### Set exercise 1
Answer these from the text on lab reactors:
(a) What are the diameter and length of the counter-current packed reactor?
(b) What two things are the major bottlenecks in combustion and gasification of Indian coals?
(c) What is varied to keep the coal reactor's temperature below the fusion temperature?

### Text to read
>>>

Understanding the dynamics of gasification in a canonical configuration is essential for reactor design and the counter-current flame propagation mode in a packed bed offers one such with the following advantages - (1) fuel flux, as a function of superficial velocity exhibits universal characteristics with distinct regimes (gasification and combustion), (2) tar fraction in product gases under counter-current configuration is much less compared to co-current (updraft) systems and hence a preferred configuration for downdraft gasifiers, small (cooking) and medium scale (industrial heating) systems, (3) flame propagation in these practical configurations is analogous to packed bed systems with a coordinate frame fixed to the unburnt fuel, and (4) single particle models developed using packed bed systems can be extended to fluidized bed configurations as well. A 108 mm dia, 500 mm long counter-current packed reactor is operational in our lab; it is instrumented to measure flame propagation rate, fuel consumption rate and exit gas composition (using both NDIR based gas analyzer and a GC). The reactor is currently being used to measure the 'net-CO2 and steam' conversion potential of biomass.

Lab-scale counter-current biomass packed bed reactor

Faculty incharge:

S. Varunkumar

High ash content and low fusion temperature are the major bottlenecks in combustion and gasification of Indian coals. Inspired by the MILD combustion systems used for gaseous fuels, a reactor has been designed and developed in our lab for combustion and gasification of Indian coals. This configuration offers the following advantages - (1) stable primary flame even with low grade coal, (2) near homogeneous temperature distribution, and (3) modularity and easy scale up. The near homogeneous temperature distribution is achieved by creating an intense recirculation zone, like in MILD systems, using asymmetrical high speed secondary jets. The primary axial air carries the coal into the reactor. The reactor temperature can always be maintained lower than the fusion temperature by varying the ratio of primary to secondary air. Auxiliary systems are available for crushing, seiving and feeding of coal.

<<<

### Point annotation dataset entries
>>>

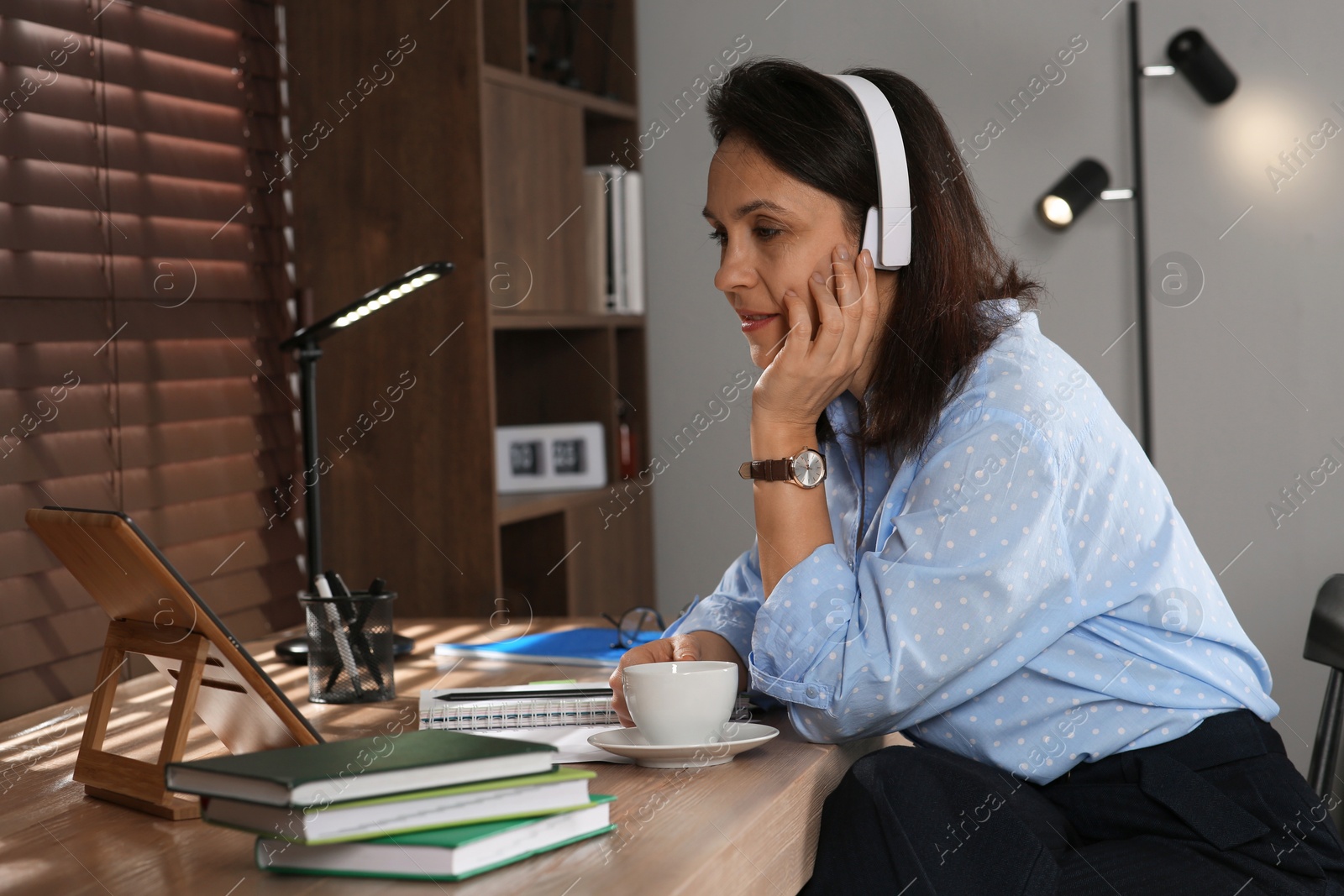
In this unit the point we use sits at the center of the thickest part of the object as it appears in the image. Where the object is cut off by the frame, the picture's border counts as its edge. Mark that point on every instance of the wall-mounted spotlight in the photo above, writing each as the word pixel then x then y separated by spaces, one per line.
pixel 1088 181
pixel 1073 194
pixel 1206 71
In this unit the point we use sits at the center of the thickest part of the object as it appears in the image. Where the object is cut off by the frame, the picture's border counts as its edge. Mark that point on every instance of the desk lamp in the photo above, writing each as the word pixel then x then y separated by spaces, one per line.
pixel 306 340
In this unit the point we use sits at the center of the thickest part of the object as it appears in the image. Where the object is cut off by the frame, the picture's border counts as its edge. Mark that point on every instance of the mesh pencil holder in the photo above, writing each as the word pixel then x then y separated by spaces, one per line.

<<<
>>>

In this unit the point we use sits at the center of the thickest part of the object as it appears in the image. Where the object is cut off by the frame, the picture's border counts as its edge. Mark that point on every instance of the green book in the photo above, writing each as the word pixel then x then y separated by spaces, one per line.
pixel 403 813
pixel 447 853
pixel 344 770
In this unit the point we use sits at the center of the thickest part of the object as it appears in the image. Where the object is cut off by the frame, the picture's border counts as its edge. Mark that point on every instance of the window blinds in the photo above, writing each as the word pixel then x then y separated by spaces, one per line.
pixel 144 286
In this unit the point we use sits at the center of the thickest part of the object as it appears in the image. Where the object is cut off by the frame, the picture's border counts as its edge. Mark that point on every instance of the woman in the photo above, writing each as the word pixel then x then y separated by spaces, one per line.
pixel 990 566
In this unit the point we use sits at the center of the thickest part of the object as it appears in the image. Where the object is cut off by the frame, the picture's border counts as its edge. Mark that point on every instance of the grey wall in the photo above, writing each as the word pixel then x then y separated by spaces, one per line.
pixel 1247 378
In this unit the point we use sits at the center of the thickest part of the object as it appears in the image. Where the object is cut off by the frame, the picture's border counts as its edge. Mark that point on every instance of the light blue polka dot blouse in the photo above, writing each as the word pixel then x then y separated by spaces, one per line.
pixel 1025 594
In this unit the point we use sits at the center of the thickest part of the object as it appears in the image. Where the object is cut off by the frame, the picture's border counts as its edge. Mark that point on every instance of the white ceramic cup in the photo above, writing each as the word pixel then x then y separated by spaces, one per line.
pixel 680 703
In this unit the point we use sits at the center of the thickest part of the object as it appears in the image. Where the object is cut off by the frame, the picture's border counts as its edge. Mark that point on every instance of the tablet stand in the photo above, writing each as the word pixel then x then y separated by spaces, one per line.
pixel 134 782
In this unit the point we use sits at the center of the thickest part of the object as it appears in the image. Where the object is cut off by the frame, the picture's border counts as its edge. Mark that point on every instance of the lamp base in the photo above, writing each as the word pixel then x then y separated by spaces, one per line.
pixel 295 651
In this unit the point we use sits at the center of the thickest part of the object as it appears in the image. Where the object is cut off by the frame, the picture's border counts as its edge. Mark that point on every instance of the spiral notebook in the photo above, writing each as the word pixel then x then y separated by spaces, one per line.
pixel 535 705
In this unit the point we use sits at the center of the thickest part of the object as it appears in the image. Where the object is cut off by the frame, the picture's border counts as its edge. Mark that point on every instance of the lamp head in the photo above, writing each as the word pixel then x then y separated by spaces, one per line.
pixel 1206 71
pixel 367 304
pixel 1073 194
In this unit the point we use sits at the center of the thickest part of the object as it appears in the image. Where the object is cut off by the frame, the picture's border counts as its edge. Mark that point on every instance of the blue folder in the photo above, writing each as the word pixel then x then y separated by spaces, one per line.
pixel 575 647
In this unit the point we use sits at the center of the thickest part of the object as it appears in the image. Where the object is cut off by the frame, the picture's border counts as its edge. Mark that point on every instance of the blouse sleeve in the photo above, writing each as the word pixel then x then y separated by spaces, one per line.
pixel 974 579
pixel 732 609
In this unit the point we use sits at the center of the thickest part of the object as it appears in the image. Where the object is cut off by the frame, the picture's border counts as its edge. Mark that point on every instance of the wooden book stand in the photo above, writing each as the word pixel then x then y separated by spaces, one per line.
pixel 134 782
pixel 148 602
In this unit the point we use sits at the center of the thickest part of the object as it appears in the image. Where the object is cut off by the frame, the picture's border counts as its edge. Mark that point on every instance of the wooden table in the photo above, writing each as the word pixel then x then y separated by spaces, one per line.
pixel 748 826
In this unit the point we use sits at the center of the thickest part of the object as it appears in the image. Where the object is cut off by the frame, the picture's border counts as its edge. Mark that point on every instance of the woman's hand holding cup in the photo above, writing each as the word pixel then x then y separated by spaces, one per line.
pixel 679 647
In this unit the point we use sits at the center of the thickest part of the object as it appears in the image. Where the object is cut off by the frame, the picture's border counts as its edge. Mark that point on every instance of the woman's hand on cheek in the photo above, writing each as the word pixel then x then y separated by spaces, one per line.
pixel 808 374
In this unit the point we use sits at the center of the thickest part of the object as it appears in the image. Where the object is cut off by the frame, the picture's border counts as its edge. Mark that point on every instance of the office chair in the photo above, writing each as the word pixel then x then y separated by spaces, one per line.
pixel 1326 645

<<<

### Set exercise 2
Give only the number of lines in the entries that contain the string "stand".

### Finished answer 1
(a) 108 mm in diameter and 500 mm long.
(b) High ash content and low fusion temperature.
(c) The ratio of primary to secondary air.

### Finished answer 2
2